#### WORK REQUIRED
Return every line of the entries below that contains the string "roof", copying each line in full. Case counts.

#### DATA ENTRIES
[start]

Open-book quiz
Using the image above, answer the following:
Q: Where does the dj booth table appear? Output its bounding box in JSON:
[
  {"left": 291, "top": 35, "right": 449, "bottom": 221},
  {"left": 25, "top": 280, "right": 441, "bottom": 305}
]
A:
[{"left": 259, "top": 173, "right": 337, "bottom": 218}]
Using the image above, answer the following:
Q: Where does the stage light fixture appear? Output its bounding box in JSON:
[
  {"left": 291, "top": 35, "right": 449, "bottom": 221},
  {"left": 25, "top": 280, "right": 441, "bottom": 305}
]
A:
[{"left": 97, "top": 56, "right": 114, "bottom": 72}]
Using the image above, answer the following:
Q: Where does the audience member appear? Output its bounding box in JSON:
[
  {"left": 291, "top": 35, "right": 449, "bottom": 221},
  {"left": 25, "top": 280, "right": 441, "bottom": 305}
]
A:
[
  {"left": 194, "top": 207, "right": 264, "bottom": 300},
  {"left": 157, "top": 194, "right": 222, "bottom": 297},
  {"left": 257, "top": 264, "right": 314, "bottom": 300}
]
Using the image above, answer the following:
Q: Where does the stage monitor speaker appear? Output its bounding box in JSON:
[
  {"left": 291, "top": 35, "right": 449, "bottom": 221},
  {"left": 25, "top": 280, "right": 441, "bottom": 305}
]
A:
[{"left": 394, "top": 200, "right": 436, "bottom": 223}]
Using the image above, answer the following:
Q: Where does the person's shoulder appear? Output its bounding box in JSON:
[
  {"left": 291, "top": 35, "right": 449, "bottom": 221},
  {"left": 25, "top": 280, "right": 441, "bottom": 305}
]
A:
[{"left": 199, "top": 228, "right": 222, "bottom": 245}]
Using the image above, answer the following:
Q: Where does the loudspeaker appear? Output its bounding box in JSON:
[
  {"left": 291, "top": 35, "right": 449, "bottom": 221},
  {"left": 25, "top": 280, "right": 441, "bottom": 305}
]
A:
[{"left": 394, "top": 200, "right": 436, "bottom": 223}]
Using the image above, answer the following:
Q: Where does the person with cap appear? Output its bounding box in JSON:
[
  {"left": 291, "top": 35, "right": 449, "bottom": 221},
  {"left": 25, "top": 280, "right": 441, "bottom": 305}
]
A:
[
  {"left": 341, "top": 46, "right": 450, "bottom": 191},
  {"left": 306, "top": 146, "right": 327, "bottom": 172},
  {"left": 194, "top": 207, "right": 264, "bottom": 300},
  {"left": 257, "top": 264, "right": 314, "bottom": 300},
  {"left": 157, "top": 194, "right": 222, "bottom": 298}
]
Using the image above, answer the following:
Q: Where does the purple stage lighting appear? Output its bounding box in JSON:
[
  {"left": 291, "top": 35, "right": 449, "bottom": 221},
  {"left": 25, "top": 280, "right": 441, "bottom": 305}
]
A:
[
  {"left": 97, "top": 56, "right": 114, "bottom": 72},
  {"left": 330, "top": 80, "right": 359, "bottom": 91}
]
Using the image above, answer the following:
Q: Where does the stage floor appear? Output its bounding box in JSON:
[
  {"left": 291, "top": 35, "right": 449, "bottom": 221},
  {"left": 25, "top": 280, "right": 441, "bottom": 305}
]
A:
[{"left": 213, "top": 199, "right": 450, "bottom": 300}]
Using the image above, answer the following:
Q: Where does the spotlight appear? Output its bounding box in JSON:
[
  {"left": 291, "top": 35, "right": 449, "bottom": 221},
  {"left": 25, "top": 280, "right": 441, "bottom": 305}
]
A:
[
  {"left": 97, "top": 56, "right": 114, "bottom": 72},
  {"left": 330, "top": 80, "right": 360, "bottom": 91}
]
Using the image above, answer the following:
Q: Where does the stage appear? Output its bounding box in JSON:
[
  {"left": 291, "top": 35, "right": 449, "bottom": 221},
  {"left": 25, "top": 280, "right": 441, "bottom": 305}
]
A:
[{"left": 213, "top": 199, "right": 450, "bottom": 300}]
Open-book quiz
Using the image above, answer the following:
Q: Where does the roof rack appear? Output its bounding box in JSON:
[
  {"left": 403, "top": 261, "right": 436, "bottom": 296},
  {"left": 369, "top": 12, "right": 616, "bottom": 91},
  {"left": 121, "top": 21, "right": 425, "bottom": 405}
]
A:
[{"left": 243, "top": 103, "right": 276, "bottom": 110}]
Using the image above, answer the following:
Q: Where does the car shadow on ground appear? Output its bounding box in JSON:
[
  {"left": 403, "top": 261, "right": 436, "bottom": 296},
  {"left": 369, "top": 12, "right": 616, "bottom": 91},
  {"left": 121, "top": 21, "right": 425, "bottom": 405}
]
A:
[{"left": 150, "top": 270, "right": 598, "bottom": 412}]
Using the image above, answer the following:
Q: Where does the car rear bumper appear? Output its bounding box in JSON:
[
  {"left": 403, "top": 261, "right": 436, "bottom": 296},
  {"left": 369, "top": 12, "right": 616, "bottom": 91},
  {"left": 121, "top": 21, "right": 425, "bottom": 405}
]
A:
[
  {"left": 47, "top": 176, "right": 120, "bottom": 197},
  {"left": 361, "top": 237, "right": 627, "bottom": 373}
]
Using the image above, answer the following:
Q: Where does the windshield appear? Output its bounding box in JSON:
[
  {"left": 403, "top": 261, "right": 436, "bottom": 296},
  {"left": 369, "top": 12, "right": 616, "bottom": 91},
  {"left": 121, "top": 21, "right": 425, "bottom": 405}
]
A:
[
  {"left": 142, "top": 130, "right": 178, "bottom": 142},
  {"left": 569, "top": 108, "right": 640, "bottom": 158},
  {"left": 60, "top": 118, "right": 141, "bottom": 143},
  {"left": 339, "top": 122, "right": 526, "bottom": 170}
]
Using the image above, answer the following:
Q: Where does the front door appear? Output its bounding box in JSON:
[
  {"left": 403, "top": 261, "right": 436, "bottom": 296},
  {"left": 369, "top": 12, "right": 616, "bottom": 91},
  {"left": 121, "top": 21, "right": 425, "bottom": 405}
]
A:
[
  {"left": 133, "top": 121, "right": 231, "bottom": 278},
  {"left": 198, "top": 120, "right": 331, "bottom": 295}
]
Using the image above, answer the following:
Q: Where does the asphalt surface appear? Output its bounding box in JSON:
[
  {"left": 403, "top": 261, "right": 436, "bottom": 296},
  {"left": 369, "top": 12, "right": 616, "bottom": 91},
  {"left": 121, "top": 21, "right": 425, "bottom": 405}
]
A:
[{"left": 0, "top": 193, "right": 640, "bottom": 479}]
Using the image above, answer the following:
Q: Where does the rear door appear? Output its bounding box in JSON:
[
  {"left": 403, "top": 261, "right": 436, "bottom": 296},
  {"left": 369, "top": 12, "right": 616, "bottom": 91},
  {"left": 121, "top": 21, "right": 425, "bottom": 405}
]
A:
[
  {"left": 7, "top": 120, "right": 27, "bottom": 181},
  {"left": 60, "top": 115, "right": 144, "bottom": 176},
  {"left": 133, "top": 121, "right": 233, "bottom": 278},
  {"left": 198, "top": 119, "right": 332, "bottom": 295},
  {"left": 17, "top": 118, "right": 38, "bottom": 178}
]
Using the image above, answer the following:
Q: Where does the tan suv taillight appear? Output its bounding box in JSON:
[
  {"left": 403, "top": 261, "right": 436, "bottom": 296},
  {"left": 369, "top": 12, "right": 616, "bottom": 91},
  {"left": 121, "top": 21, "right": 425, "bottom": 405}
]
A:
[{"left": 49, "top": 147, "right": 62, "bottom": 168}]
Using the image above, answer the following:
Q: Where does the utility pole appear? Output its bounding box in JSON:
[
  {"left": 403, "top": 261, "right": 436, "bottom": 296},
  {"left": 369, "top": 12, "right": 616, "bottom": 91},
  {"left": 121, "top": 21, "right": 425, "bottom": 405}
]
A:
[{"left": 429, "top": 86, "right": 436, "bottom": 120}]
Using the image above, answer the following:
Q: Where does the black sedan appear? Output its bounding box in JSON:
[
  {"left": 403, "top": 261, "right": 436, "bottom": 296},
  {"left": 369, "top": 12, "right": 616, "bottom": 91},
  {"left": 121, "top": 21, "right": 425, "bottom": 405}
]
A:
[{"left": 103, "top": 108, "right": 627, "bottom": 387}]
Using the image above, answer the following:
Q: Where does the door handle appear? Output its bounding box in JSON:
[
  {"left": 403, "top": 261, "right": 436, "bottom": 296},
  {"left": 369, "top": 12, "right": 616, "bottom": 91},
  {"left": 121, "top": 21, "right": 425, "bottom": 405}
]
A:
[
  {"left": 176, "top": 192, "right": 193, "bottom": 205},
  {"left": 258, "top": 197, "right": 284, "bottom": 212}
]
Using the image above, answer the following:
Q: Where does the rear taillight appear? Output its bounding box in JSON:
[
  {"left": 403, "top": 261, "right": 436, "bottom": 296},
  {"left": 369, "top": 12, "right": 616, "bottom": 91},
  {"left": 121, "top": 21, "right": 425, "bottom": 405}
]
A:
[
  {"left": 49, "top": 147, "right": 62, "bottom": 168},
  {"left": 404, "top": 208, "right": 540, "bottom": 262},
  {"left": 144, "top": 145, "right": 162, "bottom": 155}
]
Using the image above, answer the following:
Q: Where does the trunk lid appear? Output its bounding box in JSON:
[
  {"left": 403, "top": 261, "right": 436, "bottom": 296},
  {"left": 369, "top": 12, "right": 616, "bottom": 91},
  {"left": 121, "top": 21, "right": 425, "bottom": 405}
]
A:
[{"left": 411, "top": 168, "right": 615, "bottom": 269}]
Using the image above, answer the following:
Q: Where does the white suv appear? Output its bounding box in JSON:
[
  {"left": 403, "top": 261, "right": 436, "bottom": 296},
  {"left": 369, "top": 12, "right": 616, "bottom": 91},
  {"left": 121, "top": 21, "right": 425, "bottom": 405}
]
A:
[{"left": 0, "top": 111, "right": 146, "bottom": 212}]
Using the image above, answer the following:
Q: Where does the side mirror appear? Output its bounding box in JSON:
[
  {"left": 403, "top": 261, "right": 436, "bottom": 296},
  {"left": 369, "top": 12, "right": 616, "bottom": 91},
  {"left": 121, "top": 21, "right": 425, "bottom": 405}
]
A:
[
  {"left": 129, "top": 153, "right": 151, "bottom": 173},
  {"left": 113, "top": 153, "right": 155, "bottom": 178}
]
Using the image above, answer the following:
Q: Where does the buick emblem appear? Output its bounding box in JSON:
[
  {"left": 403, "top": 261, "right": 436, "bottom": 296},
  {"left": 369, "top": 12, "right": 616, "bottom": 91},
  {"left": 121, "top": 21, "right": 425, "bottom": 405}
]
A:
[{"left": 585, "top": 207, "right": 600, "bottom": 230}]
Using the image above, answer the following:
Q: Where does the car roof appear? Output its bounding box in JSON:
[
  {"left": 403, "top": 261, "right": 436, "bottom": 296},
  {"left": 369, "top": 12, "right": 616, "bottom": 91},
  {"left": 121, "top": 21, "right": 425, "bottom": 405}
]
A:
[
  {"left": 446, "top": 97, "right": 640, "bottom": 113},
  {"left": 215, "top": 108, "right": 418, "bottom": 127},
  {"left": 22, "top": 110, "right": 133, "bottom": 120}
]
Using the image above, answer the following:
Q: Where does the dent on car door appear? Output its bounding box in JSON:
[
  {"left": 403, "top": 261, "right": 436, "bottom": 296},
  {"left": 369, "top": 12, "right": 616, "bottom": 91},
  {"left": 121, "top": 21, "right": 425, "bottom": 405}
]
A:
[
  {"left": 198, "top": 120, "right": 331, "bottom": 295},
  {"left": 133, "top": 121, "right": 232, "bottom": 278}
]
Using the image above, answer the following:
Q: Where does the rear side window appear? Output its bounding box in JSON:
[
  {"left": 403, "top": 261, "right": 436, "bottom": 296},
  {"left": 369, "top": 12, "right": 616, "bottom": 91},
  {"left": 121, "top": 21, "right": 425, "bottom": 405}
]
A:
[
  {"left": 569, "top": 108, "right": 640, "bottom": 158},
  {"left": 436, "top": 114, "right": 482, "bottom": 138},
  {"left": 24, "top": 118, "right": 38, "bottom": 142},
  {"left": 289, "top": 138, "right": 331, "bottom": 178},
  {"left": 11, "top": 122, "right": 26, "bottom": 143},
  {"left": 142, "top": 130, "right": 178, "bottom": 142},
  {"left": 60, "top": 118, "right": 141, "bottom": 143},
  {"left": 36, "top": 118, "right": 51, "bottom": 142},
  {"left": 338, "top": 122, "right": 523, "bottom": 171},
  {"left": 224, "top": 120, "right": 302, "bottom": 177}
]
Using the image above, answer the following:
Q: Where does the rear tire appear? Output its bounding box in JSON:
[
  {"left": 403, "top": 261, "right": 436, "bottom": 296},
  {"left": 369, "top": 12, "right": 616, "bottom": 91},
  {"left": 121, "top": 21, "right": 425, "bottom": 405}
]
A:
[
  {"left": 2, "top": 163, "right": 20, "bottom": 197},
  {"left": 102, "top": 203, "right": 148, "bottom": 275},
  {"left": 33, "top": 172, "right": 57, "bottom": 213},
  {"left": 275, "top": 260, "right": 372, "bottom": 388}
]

[end]

#### CORRECT OUTPUT
Q: Where does the roof rack appear? Output its bounding box in JSON:
Q: Where does the car roof appear? Output its bounding box in JSON:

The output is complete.